> [Text for analysis]:

* * *

Chapter Synopses

Chapter Synopses

PART ONE: What Is Real?

  1. The Predicament. Competing views of reality in philosophy, religions, and science and the importance of reconciling them. The origin of many of these competing views in longstanding philosophical puzzles. Science’s limitations as an account of reality and the importance of philosophy. The fugue in music as a metaphor for a fresh approach to the current stalemate.
  2. Two Views of Reality. The distinction between the “third-person view” (what is true for all) and the “first-person view” (what is true for oneself). The impact of René Descartes on the distinction between these two views. The concept of “reality.” Accounts of reality differ depending on whether they begin with the third-person view, the first-person view, or both.

PART TWO: Three Themes

  1. Universals and Particulars. Third-person accounts of reality — reality traced to what is true for all. The distinction between universals and particulars and the distinction’s central importance in understanding reality. The ambiguous, difficult-to-understand relationship between universals and particulars.
  2. Hinduism and the Third-Person View. Hinduism of the Upanishads as illustrating reality from a third-person perspective. The Hindu concept of “Brahman”; how it differs from the traditional monotheist concept of God. Enlightenment and the purpose of life in Hinduism. The five “cloaks” concealing Brahman and the three main paths to enlightenment. Other Hindu philosophical schools.
  3. Awareness and Its Objects. First-person accounts of reality — reality traced to what we directly experience in our personal interactions with a world. Phenomenology. “Consciousness” versus “awareness.”

* * *

> [The data]:
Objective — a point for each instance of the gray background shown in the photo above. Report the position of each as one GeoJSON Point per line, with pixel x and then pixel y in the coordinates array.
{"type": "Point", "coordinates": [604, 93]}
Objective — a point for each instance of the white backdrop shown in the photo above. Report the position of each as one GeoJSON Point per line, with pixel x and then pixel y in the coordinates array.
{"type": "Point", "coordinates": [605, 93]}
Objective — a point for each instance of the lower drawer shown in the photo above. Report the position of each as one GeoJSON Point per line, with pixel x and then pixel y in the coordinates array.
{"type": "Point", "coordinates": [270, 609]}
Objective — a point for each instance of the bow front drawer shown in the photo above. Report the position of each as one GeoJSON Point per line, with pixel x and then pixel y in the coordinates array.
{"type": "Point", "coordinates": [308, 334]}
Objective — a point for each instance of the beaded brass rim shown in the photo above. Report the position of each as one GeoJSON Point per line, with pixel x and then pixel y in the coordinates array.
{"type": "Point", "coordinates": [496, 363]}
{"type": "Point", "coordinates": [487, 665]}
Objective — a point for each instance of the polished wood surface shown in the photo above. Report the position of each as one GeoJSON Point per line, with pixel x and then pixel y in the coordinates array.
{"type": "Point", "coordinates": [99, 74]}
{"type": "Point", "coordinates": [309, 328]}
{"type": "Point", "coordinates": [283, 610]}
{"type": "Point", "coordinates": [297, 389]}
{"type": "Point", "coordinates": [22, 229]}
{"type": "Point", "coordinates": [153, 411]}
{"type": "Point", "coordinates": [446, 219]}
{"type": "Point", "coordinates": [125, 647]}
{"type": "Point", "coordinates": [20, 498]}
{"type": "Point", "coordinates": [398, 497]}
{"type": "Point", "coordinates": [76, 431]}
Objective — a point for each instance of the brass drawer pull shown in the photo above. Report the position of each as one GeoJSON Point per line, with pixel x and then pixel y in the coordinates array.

* * *

> [Prompt 1]: Reproduce the passage of the chapter synopses starting at "1. Universals and" and ending at "Hindu philosophical schools.".
> [Prompt 2]: Name every chapter title that appears in the chapter synopses.
> [Prompt 3]: According to the chapter synopses, what serves as a metaphor for a fresh approach to the current stalemate?

> [Expected answer 1]:
1. Universals and Particulars. Third-person accounts of reality — reality traced to what is true for all. The distinction between universals and particulars and the distinction’s central importance in understanding reality. The ambiguous, difficult-to-understand relationship between universals and particulars.
  2. Hinduism and the Third-Person View. Hinduism of the Upanishads as illustrating reality from a third-person perspective. The Hindu concept of “Brahman”; how it differs from the traditional monotheist concept of God. Enlightenment and the purpose of life in Hinduism. The five “cloaks” concealing Brahman and the three main paths to enlightenment. Other Hindu philosophical schools.

> [Expected answer 2]:
The Predicament
Two Views of Reality
Universals and Particulars
Hinduism and the Third-Person View
Awareness and Its Objects

> [Expected answer 3]: The fugue in music.